What this task involves: From the line that contains "box: [608, 355, 683, 411]" through the line that contains "positive clicks: (619, 372)", output every line of the listing below exactly and leave out all the rest.

Working data:

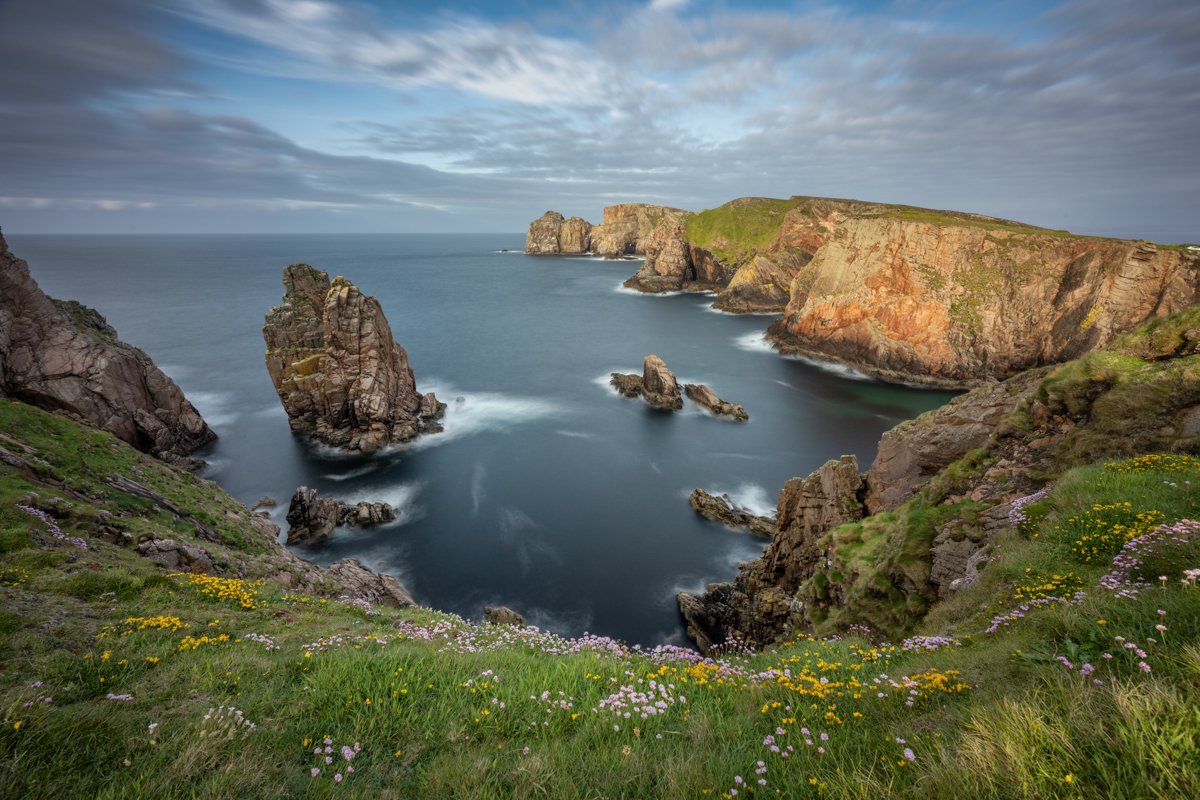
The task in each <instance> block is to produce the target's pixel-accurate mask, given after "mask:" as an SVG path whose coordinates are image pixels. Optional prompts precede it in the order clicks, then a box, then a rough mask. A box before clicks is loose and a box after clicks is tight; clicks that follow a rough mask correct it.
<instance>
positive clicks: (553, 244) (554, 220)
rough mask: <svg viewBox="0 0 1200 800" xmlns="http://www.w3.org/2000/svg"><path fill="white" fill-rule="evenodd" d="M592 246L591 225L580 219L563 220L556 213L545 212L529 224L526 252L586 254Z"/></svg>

* * *

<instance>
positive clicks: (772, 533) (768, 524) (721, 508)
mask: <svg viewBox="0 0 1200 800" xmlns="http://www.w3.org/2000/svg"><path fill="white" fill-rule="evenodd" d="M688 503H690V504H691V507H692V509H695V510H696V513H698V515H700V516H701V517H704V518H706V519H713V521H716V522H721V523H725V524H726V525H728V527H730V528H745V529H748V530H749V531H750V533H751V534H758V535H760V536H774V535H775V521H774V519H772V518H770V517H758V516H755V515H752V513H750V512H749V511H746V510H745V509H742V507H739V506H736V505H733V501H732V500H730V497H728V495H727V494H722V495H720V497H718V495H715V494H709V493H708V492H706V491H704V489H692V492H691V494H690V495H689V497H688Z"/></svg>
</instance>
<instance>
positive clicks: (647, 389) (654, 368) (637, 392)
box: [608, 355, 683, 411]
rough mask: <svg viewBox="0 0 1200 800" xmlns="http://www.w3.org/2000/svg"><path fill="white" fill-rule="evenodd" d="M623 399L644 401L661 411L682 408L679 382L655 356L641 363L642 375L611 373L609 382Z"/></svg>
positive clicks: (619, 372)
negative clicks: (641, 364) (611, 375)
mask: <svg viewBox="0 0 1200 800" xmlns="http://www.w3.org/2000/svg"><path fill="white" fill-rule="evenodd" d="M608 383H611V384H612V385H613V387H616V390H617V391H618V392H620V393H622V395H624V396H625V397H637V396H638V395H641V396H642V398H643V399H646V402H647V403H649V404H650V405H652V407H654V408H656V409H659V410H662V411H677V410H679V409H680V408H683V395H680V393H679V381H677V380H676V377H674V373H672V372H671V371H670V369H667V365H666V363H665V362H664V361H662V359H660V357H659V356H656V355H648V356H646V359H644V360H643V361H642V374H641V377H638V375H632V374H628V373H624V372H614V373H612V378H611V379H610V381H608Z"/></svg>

--

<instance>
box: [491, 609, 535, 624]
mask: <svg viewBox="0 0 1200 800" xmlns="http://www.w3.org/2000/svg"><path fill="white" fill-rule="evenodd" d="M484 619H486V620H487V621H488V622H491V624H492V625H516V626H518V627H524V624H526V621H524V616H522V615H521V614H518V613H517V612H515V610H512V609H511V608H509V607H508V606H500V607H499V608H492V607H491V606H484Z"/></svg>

Task solution:
box: [608, 355, 683, 411]
rough mask: <svg viewBox="0 0 1200 800" xmlns="http://www.w3.org/2000/svg"><path fill="white" fill-rule="evenodd" d="M623 399L644 401L661 411L682 408L679 382L655 356L641 363L642 375L611 373L609 382Z"/></svg>
positive clicks: (619, 372)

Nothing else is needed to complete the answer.